▶ TASK DETAILS
The tail of the records, from the line containing "pixel 541 348" through the final line, should be printed exactly and on its own.

---------- RECORDS TO PROCESS

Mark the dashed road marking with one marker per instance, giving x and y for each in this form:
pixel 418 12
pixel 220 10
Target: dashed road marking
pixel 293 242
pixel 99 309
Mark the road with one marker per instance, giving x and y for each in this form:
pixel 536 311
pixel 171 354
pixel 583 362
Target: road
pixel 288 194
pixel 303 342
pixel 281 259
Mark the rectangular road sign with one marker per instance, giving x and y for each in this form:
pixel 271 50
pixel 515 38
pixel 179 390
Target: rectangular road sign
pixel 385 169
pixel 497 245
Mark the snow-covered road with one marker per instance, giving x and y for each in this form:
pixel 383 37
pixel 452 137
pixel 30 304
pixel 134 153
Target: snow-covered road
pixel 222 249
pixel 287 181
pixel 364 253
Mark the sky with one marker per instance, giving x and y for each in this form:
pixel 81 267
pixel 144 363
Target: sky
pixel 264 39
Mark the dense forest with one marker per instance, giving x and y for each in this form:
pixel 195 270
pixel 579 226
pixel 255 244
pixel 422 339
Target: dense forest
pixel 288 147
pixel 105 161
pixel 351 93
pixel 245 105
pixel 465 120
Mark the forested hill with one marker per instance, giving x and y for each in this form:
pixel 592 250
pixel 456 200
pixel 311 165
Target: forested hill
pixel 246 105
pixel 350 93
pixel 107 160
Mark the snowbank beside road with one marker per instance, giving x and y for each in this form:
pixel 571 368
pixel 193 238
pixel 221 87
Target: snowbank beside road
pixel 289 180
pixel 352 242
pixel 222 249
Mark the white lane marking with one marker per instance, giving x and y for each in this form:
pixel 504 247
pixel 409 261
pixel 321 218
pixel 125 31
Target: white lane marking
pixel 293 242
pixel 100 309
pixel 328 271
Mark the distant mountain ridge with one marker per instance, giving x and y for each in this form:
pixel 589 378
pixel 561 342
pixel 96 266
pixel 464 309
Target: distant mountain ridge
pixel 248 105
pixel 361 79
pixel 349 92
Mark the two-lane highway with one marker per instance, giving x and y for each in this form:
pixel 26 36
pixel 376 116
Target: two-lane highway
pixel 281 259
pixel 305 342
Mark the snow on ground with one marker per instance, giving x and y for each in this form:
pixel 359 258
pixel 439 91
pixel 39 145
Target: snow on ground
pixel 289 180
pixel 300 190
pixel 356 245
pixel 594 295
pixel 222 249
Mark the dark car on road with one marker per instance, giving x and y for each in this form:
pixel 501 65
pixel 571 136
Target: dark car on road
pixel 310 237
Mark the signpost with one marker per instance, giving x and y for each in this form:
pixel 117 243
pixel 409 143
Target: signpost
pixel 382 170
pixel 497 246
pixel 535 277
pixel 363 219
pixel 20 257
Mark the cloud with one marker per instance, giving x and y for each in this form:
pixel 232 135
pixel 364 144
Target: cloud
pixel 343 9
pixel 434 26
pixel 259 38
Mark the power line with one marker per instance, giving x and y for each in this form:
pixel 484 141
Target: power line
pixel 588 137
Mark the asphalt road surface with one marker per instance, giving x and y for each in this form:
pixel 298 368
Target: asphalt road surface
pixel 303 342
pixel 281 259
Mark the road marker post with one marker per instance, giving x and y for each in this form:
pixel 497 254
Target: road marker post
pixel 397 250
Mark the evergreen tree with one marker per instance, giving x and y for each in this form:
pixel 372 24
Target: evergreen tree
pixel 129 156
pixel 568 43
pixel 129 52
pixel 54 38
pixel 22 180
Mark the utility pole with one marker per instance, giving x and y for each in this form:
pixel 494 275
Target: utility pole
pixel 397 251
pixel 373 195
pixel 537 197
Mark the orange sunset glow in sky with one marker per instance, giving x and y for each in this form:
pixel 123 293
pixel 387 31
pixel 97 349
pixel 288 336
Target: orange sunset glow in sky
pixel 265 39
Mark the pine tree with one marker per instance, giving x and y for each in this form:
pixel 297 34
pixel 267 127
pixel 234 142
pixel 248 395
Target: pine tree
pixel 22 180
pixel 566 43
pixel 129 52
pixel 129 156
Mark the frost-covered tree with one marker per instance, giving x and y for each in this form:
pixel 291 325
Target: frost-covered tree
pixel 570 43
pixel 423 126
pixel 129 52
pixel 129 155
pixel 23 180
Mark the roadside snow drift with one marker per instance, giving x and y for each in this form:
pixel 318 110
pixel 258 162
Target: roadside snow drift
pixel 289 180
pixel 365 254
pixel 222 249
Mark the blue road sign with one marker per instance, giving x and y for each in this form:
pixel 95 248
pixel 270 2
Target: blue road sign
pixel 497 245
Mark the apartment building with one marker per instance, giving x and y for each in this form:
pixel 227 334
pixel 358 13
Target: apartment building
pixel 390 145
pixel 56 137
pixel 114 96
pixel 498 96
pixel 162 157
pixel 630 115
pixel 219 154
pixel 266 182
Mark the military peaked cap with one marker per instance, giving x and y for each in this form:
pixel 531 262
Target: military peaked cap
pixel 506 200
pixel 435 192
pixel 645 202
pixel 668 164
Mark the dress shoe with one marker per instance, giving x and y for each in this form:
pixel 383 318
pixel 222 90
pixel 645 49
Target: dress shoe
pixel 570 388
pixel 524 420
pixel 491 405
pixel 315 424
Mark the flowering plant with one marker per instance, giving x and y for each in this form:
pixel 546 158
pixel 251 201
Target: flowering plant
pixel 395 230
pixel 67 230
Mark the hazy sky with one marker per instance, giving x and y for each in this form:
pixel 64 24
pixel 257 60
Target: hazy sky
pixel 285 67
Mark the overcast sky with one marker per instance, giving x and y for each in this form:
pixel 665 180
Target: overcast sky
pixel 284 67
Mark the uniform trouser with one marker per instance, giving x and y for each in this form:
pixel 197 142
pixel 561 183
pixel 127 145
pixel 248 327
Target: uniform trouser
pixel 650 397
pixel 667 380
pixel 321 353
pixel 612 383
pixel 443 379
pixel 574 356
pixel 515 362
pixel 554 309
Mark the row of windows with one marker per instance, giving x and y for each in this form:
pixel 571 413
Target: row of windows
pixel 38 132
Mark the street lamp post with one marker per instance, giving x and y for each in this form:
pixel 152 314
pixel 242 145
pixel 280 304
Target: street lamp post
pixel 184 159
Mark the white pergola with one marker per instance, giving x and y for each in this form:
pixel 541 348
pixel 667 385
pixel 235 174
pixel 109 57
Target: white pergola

--------------------

▶ EXERCISE ANSWER
pixel 541 348
pixel 667 385
pixel 235 174
pixel 109 57
Target: white pergola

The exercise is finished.